_THINGS TO DO_
#1 From the article on women automotive inventors, quote the text starting with "I went over" and going on through "Rouge Complex, said.".
#2 Name every automotive invention that the article on women automotive inventors credits to a woman.
#3 In the article on women automotive inventors, what profession did Karen Jeppson enter in the 1970s?

_GIVEN PASSAGE_
--------------------------------

All month long, we're celebrating women breaking glass ceilings and contributing to our society in major ways.
I went over to Dearborn to explore little-known facts about women inventors in the automotive industry.
Now most of the time when you hear of women in manufacturing in the early 1900s, Rosie the Riveter comes to mind. But when you come to the Ford Rouge Factory tour, you’re going to learn that women innovators were apart of the process, the entire time.
"We're actually going to pull this all the way back to 1914 and we're going to talk about a woman name Florence Lawrence, and is this her right here? It is her right here," Charles Foeller, the senior manager at the Ford Rouge Complex, said.
Florence Lawrence was a famous silent movie actress, appearing in hundreds of films. Lawrence is often considered Hollywood's first star. However, her ingenuity suprassed the screen.
"In 1914, she was able to purchase a car due to the wealth she had acquired, however she had one issue. At the time, turn-signaling would be hand out, hand up and that was kind of cumbersome, so she invented something new."
Lawrence is credited for inventing the turn signal and the brake light, sticking a pole out of the window to alert drivers to where she was going, and when she stopped.
"She created a sign so when hit the brakes it would flip up and say stop," Foeller said.
Lawrence never patented her ideas, but Mary Anderson did.
"She goes home and she hires a company to help her design a little metal pole with a rubber line on it, and through the windshield you can manually turn it back and forth and she creates our first wind shield wiper," Foeller said.
The scavenger hunt amplifies women's impact in the automotive industry for over a century.
"I think it’s great that we’re giving women recognition for some of the contributions that they’ve made," Karen Jeppson, who visited the museum, said.
Jeppson knows a thing or two about breaking the glass ceiling. She became a pharmacist in the 1970s when women made up only 10% of the field.
Her desire is for young girls to learn women in STEM have always been a contributing factor.
“I hope that they are inspired to do more and contribute more," Jeppson said.
The scavenger hunt will kick off this weekend and run every Saturday from 10 a.m. to 5 p.m. until the end of the month.

--------------------------------

_DATASET EXCERPTS_
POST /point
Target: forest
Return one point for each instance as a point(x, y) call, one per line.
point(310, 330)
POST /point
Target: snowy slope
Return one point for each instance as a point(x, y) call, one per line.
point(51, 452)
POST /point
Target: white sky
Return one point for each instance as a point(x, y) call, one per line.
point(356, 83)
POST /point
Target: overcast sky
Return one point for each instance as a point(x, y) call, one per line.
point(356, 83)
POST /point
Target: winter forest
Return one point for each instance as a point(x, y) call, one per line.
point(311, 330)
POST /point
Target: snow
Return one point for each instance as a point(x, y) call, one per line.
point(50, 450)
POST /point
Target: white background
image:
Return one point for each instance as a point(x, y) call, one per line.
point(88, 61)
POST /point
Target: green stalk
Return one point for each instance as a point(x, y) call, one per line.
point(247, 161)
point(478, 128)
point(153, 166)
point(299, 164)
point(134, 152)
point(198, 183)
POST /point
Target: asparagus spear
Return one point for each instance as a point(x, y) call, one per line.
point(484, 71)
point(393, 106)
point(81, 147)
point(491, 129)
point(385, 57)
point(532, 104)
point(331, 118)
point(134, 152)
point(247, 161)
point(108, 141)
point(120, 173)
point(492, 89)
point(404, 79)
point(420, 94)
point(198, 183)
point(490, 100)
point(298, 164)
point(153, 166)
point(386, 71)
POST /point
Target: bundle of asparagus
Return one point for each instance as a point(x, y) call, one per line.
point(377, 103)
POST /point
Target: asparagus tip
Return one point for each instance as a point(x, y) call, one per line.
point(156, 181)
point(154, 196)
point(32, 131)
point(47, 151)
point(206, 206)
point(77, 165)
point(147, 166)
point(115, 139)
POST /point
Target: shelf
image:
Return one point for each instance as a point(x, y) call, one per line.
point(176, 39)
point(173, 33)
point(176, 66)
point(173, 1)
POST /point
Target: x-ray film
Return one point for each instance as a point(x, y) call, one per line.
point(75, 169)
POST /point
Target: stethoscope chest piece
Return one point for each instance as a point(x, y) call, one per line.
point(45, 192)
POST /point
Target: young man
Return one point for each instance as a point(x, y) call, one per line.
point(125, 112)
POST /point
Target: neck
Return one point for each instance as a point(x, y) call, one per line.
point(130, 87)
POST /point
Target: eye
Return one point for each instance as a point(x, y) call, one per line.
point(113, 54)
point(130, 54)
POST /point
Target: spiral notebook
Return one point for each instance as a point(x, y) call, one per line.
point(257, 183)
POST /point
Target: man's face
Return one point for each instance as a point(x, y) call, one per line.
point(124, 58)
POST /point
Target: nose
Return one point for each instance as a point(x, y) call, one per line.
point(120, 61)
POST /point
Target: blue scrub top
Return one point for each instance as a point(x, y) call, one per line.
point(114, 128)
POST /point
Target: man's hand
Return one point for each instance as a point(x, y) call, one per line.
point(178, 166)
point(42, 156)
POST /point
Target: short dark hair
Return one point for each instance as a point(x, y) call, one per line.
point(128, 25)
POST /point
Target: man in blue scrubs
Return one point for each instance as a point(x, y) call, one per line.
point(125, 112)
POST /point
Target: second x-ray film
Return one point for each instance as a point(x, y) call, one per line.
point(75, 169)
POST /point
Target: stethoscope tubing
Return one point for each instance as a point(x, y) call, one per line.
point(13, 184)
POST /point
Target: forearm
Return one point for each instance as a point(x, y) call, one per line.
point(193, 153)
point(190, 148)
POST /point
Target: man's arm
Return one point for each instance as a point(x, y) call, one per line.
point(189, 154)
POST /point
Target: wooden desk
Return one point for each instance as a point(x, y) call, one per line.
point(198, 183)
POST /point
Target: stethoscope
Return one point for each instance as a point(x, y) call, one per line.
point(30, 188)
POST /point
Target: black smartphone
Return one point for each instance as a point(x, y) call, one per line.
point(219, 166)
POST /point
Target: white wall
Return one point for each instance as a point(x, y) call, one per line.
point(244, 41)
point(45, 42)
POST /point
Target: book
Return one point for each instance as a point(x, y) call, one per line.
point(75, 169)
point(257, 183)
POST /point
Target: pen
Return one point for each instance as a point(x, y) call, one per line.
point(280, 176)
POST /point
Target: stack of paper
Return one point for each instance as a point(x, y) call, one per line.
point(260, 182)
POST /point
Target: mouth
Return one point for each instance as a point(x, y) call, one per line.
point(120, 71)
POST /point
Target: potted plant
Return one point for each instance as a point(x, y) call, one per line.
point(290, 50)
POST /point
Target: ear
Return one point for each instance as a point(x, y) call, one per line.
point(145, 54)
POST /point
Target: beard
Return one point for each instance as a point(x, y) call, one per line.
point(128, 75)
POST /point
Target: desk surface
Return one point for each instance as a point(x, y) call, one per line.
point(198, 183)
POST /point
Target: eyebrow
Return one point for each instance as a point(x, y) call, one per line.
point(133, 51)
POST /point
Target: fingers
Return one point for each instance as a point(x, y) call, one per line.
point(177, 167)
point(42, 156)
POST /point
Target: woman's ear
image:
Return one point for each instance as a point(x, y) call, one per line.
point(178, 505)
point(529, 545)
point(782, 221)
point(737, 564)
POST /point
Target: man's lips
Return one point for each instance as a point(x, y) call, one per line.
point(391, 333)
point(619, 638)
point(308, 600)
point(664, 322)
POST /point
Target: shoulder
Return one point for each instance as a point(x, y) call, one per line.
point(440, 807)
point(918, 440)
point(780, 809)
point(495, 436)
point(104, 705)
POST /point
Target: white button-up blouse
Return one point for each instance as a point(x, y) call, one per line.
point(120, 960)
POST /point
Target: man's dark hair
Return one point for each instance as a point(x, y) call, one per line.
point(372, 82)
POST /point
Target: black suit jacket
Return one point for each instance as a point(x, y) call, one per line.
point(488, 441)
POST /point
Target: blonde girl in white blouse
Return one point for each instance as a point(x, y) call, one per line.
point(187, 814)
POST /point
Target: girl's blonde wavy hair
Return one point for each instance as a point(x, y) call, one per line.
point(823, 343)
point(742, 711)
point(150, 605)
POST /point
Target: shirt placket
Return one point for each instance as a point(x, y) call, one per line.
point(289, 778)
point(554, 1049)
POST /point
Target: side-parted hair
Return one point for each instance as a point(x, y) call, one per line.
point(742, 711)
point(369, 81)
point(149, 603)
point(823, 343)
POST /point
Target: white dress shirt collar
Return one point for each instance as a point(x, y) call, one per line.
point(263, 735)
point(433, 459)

--------------------------------

_ANSWERS TO THIS EXERCISE_
#1
I went over to Dearborn to explore little-known facts about women inventors in the automotive industry.
Now most of the time when you hear of women in manufacturing in the early 1900s, Rosie the Riveter comes to mind. But when you come to the Ford Rouge Factory tour, you’re going to learn that women innovators were apart of the process, the entire time.
"We're actually going to pull this all the way back to 1914 and we're going to talk about a woman name Florence Lawrence, and is this her right here? It is her right here," Charles Foeller, the senior manager at the Ford Rouge Complex, said.

#2 The turn signal, the brake light and the windshield wiper.

#3 She became a pharmacist.